- Selected extract -
◆ ◆ ◆
# Are chili peppers ok?



## Apebull (Mar 6, 2013)

That's pretty much the question. I know bell peppers are fine, but what about Chili peppers? My parrot loves dried red peppers and Twigs loves to chomp up any that fall along with peanut shells and well anything the bird drops. We are constantly tell him to stop "vacuuming" under his cage.


----------



## lyndym (Mar 6, 2013)

I'm not sure because they are spicy? I didn't know bell peppers were an option, I get those for myself all the time!


----------



## JBun (Mar 6, 2013)

Ok, so I googled it, and the results where 'use chili peppers to keep rabbits from eating your plants or to keep rabbits out of your garden'. So if he's eating them, I'd say you have one strange rabbit, lol. They weren't on any of the veggie lists, but I think that's cause they don't imagine any rabbit wanting to eat them. Your rabbit may be unique in this quest for chili peppers  Hey, at least you have a roaming floor sweeper to keep things cleaned up.
◆ ◆ ◆
- Material supplied -
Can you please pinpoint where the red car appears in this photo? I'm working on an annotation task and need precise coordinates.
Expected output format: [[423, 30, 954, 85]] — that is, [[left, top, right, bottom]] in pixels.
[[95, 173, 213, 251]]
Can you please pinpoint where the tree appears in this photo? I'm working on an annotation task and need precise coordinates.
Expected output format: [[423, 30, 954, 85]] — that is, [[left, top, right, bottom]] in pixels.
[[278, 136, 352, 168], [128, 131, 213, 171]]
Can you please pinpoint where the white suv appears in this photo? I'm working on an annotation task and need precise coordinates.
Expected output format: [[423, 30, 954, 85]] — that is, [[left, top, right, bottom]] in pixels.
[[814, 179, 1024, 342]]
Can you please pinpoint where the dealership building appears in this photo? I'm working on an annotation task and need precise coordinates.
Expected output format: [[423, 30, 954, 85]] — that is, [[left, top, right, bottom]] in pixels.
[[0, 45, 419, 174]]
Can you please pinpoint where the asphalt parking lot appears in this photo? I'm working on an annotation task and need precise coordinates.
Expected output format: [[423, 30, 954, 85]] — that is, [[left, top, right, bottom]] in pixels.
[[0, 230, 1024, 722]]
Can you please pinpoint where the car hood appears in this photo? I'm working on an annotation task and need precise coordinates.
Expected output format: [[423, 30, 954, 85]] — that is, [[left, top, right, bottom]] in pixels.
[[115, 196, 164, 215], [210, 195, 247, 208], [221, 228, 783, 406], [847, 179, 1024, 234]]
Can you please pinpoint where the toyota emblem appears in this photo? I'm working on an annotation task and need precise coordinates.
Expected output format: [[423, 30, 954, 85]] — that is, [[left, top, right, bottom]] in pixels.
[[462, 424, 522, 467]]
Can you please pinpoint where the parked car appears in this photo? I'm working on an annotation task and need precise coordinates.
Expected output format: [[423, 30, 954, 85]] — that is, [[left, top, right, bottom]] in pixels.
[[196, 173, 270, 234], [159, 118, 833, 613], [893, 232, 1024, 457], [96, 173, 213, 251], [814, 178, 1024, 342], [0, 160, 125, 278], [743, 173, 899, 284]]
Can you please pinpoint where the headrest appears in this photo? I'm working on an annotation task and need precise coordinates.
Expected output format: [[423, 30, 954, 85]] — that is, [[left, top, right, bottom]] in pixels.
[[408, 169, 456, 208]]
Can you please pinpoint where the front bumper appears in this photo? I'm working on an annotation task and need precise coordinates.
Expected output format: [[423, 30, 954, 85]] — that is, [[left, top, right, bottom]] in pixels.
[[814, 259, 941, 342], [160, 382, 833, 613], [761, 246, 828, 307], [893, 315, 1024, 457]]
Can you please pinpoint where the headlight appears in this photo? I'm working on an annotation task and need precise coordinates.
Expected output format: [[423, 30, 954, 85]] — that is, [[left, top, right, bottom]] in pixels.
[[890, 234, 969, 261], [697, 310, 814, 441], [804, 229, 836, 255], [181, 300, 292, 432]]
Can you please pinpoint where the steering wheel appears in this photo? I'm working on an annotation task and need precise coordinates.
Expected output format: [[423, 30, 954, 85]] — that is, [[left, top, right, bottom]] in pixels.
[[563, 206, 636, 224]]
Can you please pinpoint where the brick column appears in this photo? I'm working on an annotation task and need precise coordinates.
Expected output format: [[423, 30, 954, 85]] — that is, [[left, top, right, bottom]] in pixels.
◆ ◆ ◆
- Aim 1 -
Please copy the chili pepper thread again, beginning at the words "That's pretty much" and stopping after "all the time!", and change "bell peppers" to "sweet peppers" throughout that span.
- Aim 2 -
Pick up the chili pepper thread after its last sentence and keep it going.
The records are separate from the chili pepper thread.

- Written response 1 -
That's pretty much the question. I know sweet peppers are fine, but what about Chili peppers? My parrot loves dried red peppers and Twigs loves to chomp up any that fall along with peanut shells and well anything the bird drops. We are constantly tell him to stop "vacuuming" under his cage.


----------



## lyndym (Mar 6, 2013)

I'm not sure because they are spicy? I didn't know sweet peppers were an option, I get those for myself all the time!

- Written response 2 -
----------



## Apebull (Mar 6, 2013)

LOL thanks Jenny. But is it safe? and yes he is one strange lil guy.


----------



## BunnyWabbit (Mar 6, 2013)

I wouldn't risk it. I can't find any information on whether or not it's safe (only that it can be used as a repellent). Generally I think it's better to play it safe than be sorry when it comes to a bunnies diet.


----------



## Apebull (Mar 6, 2013)

That's what I was thinking I was just wondering if anyone had heard if it's safe or not.


----------



## JBun (Mar 6, 2013)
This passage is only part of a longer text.